Written instruction:
Reproduce each of the following rows verbatim, without any alteration.

Material to process:
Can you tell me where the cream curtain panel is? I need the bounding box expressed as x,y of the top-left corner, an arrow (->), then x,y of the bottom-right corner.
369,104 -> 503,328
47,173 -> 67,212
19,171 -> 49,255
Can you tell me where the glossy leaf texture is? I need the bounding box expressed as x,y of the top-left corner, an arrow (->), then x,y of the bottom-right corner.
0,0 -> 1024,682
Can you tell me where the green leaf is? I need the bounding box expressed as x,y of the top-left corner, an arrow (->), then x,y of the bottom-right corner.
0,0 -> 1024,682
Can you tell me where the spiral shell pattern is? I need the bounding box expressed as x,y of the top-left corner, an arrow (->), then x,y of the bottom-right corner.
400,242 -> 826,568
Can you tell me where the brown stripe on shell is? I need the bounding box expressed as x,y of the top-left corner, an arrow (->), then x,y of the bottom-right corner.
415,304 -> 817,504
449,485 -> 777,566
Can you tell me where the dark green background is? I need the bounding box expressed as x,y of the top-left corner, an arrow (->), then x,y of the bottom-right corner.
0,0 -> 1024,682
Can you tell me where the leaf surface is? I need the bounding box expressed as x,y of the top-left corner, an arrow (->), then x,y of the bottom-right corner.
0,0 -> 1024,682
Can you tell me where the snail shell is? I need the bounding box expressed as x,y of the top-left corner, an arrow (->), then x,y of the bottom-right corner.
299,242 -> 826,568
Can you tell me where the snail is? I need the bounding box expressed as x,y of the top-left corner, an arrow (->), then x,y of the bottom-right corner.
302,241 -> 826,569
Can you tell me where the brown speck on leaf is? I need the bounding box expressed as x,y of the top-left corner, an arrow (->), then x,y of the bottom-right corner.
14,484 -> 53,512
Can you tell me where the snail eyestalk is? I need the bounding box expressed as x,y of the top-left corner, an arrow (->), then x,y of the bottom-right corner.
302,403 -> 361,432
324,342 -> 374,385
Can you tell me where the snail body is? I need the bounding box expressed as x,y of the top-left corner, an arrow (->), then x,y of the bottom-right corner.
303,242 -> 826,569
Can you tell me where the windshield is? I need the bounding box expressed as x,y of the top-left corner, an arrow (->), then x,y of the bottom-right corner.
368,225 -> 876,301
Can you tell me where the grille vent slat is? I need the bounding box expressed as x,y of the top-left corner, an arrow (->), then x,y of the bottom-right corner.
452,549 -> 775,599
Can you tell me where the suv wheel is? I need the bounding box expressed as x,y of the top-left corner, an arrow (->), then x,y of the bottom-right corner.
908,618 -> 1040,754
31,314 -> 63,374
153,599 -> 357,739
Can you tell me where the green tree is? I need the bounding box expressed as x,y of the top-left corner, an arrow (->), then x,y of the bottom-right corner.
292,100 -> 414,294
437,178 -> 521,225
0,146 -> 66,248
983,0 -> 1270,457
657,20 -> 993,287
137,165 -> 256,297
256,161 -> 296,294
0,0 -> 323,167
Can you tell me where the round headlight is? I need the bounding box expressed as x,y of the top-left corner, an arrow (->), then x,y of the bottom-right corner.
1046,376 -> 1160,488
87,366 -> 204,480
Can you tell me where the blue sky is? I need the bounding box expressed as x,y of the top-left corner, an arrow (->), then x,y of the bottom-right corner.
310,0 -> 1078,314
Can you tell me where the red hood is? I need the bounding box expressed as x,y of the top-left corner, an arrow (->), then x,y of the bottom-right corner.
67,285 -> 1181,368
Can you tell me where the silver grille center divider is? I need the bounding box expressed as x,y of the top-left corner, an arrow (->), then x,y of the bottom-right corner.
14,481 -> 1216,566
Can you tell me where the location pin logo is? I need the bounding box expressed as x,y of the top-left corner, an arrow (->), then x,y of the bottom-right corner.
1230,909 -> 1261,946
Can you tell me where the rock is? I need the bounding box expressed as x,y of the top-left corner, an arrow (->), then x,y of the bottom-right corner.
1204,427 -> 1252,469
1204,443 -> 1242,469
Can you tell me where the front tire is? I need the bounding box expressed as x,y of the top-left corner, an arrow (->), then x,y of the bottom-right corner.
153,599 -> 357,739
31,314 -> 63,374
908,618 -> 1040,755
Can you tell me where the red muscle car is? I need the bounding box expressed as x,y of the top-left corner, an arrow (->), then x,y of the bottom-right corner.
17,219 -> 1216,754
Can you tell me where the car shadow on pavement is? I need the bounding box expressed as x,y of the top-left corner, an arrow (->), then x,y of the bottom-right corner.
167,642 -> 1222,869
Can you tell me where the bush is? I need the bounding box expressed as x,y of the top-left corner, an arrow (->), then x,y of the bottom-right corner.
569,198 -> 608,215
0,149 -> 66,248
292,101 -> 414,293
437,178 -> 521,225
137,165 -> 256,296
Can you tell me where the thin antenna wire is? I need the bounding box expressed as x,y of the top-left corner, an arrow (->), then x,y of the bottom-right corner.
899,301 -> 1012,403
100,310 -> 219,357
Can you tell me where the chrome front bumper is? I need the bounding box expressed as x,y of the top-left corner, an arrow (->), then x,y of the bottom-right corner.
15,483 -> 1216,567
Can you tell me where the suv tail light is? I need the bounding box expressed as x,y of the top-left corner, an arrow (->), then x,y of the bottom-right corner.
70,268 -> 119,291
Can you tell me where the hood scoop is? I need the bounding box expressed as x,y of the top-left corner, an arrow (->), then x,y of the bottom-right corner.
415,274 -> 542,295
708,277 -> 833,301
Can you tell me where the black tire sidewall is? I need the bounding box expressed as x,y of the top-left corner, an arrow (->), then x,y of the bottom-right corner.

Problem solution:
Can you tell me where the cream curtain panel is? I need the bounding box expressed as x,y of the top-left corner, an arrow (->), then x,y of the bottom-right corner.
369,104 -> 503,328
47,173 -> 67,212
19,171 -> 49,255
Can you tell me where the glossy leaf texture is? I need the bounding box expressed as x,y of the top-left corner, an arrow (->), then x,y of the bottom-right corner.
0,0 -> 1024,682
Can you tell me where the green leaf is? I need the bounding box expressed as x,y of the top-left corner, an arrow (->), then x,y of the bottom-right corner.
0,0 -> 1024,682
Can you tell me where the spiral shell pattern is? I need the bounding box expressed as x,y of the top-left corner, an arrow (->), then x,y of the bottom-right corner.
400,242 -> 826,568
Can you tell me where the brown stripe on shell is? I need the bounding box expressed as x,y of the top-left corner, an arrow (->), then x,y of the bottom-right corner.
415,304 -> 817,504
449,485 -> 777,566
Can you tell me where the dark green background is? I need the bounding box expressed as x,y of the top-left corner, an arrow (->), then x,y of the bottom-right corner.
0,0 -> 1024,682
Can you tell me where the leaf surface is? I need the bounding box expressed as x,y of the top-left corner, an arrow (->), then x,y of the bottom-right corner.
0,0 -> 1024,682
Can you tell me where the snail shell is? I need the bounding box expressed as x,y of the top-left corner, an arrow (->), then x,y of the bottom-right corner.
299,242 -> 826,568
Can you tell me where the snail is? I need the bounding box expressed as x,y of the top-left corner, an arrow (->), then x,y of the bottom-right corner.
302,241 -> 826,569
Can you tell me where the brown speck on leaf is? I need the bounding box expressed as x,y of the top-left corner, an arrow (->), then x,y of the bottom-right corner.
14,484 -> 53,512
Can you tell me where the snail eyestalk is? I need the bounding box expressed as x,y of the top-left corner, an arrow (->), then x,y of the bottom-right corner.
302,403 -> 361,432
324,342 -> 374,385
Can you tell me where the snail body is? I need the bounding box expressed as x,y of the top-left corner, an arrow (->), then x,y of the bottom-right corner.
303,242 -> 826,569
Can you tell me where the windshield is? I need the bounding box expressed as x,y of the top-left corner, an arrow (->), then x,y of the bottom-right corner.
368,225 -> 876,301
Can you tell me where the grille vent slat is? I need the bounding box expressed as x,y of the top-left corner, an arrow (->), then x,y of the bottom-right corner.
452,549 -> 775,599
Can you tell me where the suv wheel is? I need the bounding box expressed as x,y of the top-left corner, an arrow (->), then x,y of the bottom-right corner.
908,618 -> 1040,754
31,314 -> 63,374
153,599 -> 357,739
Can you tell me where the green tree is? I need the bounding box expressed as x,y of the top-left corner, an arrow (->), then x,y of the bottom-right corner.
292,100 -> 414,294
437,178 -> 521,225
0,146 -> 66,248
983,0 -> 1270,457
657,20 -> 993,287
137,165 -> 256,297
256,161 -> 296,294
0,0 -> 323,167
Can you tell me where the round headlight is? I need the bounding box expressed as x,y of the top-left corner, an arrow (->), then x,y of the bottom-right corner.
1046,376 -> 1160,488
87,366 -> 204,480
Can you tell me where the blue sky is? I need the bounding box expressed as x,y of the top-left corner, an arrow (->), then x,y of the bottom-right corner.
310,0 -> 1078,314
Can you tell me where the red hood is? I need the bounding box expressed as x,y of the top-left corner, an arrow (->), then x,y of the bottom-right corner.
67,285 -> 1181,368
Can you tell me where the silver grille center divider is? I need the bounding box expressed as x,y of the top-left corner, an arrow (->), then x,y of the bottom-right corner.
14,481 -> 1216,566
Can you tell me where the location pin logo is? I need the bounding box expressed as x,y of the top-left corner, an arrow (->), then x,y of the bottom-right corner.
1230,909 -> 1261,946
Can you tell me where the rock is? I need the bounding box expressed as x,y of the top-left corner, an arrow (->), then x,y of the bottom-right corner.
1204,427 -> 1252,469
1204,443 -> 1242,469
Can you tell me where the front tire is? I need the bounding box expressed as x,y of the top-left corner, an arrow (->), then x,y of the bottom-right corner.
153,599 -> 357,739
31,314 -> 63,374
908,618 -> 1040,755
Can you tell me where the red muscle car is? I need the bounding box expressed as x,y of the top-left corner, an arrow (->), then x,y of the bottom-right corner.
17,219 -> 1216,754
Can you tell me where the car shadow on pavement is? I need the bounding box expressed as x,y of the top-left corner, an arrow (->), then x,y of the bottom-right corner.
167,642 -> 1222,869
Can you tell me where the bush is? I need the bounding box expressed as x,y of the top-left corner, an arrow (->), then x,y of the bottom-right corner.
569,198 -> 608,215
0,149 -> 66,248
292,101 -> 414,293
437,178 -> 521,225
137,165 -> 256,296
Can you tell me where the thin antenna wire is? I need the bounding box expressed as x,y of the top-left corner, an arrow (->), then x,y of the bottom-right corner.
899,301 -> 1012,403
100,310 -> 219,357
Can you tell me where the chrome front bumper is? I need the bounding box expressed as x,y of the top-left corner, an arrow (->), then x,y of the bottom-right corner.
15,483 -> 1216,567
Can you tell me where the suv tail light is? I need the bounding box expressed as x,y of the top-left corner, an arrow (->), then x,y of the bottom-right corner.
70,268 -> 119,291
Can you tell me where the hood scoop is? I need the bounding box expressed as x,y of the top-left corner, an arrow (->), then x,y of the bottom-right corner.
415,274 -> 542,295
708,277 -> 833,301
Can you tell me where the black tire sidewall is? I need the bounding box expressed as x,y of the top-left corner, an arrow (->), then x,y of the bottom-right corner.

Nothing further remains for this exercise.